Data to process below:

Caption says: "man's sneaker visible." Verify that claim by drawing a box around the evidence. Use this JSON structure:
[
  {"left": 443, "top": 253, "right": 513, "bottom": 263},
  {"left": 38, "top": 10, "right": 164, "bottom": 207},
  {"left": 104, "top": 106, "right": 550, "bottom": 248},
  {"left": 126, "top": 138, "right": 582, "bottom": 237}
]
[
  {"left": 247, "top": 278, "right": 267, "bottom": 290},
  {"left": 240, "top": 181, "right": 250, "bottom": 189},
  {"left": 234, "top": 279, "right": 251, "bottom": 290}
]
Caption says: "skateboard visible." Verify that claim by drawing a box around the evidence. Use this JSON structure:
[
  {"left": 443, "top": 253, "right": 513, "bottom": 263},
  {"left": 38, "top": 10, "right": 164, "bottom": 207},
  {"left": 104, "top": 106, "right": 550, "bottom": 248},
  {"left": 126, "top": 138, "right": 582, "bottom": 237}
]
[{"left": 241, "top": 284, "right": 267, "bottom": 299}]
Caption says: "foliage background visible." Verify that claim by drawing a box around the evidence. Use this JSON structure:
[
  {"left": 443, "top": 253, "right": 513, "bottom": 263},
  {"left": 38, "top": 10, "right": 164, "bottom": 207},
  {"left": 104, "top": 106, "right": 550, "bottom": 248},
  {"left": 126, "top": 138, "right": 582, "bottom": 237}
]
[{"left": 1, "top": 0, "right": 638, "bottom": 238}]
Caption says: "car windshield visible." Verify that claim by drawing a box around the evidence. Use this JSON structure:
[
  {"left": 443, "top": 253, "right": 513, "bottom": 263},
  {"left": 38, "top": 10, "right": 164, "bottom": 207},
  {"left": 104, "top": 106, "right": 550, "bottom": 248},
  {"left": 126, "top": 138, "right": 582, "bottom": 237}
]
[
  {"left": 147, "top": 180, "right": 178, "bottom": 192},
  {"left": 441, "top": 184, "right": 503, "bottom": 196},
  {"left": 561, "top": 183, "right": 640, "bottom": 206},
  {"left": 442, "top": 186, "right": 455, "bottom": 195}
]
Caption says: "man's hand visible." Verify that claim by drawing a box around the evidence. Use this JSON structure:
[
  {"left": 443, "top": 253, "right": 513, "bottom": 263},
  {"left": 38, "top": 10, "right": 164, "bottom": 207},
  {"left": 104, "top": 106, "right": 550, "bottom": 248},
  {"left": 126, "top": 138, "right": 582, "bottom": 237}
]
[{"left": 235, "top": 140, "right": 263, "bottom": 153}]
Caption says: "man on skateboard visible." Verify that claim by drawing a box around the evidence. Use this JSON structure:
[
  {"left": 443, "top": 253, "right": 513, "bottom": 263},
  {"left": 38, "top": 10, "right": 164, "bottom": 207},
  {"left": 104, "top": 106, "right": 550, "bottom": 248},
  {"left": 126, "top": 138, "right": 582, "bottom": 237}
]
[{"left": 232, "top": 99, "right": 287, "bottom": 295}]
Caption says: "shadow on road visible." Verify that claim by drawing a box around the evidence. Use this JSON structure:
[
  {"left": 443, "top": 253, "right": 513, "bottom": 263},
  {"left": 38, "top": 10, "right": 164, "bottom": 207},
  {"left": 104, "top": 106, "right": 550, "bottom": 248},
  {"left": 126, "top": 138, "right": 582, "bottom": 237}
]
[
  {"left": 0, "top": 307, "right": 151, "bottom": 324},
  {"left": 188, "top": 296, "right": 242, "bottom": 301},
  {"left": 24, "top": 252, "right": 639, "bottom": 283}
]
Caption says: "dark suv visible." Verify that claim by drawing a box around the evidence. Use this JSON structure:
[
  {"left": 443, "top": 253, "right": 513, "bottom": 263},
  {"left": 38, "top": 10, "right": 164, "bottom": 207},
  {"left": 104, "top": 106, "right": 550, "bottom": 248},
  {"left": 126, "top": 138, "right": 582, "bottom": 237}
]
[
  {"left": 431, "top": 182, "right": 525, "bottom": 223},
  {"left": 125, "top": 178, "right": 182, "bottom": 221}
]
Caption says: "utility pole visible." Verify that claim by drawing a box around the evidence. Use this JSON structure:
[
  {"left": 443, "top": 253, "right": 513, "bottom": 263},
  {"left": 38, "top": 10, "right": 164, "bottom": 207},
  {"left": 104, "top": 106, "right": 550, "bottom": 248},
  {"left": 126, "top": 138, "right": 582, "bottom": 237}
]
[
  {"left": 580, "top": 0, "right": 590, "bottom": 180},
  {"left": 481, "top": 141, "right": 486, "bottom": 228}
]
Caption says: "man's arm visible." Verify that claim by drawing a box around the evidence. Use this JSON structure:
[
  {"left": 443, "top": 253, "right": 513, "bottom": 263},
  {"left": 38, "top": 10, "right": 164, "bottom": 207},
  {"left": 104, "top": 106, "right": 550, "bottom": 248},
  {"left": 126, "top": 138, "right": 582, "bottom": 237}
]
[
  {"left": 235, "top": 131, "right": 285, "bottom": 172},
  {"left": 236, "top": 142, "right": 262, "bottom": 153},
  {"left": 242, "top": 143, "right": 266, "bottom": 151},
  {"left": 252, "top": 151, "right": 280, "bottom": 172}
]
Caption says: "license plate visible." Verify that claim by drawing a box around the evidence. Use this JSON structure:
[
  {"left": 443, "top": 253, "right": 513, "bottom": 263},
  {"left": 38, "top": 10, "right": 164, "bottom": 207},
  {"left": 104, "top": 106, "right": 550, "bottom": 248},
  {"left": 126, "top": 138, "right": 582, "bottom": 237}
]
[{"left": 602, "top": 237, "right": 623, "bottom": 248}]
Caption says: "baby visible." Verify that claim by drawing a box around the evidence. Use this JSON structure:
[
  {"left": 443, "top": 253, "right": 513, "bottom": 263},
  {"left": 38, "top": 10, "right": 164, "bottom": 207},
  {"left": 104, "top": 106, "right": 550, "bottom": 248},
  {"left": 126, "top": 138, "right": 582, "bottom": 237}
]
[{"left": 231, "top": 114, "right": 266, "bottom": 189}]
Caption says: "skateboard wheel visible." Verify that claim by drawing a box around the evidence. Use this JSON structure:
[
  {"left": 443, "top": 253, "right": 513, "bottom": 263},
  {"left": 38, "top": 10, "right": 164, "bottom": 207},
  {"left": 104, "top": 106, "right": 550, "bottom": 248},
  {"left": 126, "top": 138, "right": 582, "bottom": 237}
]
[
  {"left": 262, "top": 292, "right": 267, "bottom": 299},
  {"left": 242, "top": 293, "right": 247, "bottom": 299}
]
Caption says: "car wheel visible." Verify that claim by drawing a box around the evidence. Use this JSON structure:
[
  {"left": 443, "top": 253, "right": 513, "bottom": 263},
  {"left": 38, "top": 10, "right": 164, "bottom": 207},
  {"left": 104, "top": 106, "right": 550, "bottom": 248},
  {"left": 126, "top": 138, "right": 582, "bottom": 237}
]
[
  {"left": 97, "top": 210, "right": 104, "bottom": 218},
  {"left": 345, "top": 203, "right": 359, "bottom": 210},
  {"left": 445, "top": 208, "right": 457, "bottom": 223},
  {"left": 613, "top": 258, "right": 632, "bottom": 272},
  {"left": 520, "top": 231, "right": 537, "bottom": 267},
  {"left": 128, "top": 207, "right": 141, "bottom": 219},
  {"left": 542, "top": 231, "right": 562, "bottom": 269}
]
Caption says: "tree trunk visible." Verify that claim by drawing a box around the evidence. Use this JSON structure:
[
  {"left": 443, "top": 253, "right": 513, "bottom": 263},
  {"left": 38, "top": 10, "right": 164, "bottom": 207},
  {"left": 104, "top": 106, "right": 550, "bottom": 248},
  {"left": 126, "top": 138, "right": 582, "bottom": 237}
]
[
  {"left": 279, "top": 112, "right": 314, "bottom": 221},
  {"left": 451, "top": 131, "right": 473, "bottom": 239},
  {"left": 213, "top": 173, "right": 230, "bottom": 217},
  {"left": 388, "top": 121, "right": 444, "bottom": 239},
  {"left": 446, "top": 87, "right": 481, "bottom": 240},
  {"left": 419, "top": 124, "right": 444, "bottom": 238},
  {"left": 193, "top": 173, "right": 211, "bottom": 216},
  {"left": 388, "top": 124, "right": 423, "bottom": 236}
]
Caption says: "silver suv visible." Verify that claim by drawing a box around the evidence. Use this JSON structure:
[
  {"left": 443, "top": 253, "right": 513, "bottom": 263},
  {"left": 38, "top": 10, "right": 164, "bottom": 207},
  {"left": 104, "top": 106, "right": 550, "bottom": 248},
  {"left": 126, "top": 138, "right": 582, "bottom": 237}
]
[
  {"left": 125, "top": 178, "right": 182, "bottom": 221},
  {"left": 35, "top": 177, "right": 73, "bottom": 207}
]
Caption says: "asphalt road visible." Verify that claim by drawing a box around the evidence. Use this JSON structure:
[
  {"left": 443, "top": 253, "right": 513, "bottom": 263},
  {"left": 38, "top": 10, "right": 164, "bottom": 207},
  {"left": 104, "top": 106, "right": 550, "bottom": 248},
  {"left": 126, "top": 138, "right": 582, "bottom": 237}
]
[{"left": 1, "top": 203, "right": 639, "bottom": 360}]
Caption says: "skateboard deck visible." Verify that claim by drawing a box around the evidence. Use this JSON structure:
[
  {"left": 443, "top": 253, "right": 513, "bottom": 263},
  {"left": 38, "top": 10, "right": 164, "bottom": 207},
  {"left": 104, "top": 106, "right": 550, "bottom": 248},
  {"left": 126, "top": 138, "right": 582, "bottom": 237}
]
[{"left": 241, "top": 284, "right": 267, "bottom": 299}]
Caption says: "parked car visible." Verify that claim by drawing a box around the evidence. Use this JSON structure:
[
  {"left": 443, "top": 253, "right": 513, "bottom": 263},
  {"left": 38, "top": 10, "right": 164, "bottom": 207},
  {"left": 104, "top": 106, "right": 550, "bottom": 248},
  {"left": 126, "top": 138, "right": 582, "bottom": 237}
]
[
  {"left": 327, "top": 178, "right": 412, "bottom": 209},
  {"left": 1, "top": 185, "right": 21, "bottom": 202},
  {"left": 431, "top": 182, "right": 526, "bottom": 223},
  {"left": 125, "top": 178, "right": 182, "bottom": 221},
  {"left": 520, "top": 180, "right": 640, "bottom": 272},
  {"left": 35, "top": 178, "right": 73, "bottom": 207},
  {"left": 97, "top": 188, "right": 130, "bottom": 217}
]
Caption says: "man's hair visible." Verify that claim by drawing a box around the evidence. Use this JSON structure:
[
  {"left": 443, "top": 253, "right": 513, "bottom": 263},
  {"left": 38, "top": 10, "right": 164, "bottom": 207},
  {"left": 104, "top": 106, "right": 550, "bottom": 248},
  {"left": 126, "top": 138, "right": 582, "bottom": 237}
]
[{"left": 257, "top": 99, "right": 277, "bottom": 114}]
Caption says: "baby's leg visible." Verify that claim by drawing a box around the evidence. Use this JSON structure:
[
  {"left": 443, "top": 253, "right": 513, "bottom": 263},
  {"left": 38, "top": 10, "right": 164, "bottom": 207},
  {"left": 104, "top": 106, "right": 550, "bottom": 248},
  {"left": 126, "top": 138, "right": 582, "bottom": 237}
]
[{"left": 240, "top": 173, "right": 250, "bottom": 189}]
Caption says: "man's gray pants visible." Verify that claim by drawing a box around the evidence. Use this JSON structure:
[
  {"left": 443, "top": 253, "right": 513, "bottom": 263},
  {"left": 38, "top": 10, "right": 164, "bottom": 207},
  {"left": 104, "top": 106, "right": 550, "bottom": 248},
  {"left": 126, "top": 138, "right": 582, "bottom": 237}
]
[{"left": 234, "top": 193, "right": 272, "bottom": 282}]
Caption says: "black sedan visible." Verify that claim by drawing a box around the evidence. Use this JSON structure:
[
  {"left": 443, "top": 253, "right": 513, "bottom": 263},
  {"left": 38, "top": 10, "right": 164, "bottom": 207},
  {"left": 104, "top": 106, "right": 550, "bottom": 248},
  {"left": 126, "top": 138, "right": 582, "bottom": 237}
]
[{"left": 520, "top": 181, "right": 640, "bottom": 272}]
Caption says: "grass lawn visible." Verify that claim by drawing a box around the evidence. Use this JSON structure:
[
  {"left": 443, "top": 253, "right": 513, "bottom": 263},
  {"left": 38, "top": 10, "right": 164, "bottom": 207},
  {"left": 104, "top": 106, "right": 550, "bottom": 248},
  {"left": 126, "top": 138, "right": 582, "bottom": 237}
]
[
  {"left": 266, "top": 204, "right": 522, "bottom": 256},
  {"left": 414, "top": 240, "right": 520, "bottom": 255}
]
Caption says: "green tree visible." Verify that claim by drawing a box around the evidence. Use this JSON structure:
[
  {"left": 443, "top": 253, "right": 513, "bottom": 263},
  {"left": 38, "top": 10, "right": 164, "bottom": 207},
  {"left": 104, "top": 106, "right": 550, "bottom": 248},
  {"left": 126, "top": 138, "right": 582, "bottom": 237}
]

End of Data to process.

#### What is needed:
A bare number is expected: how many lines above contain the word "wheel"?

#### Response:
2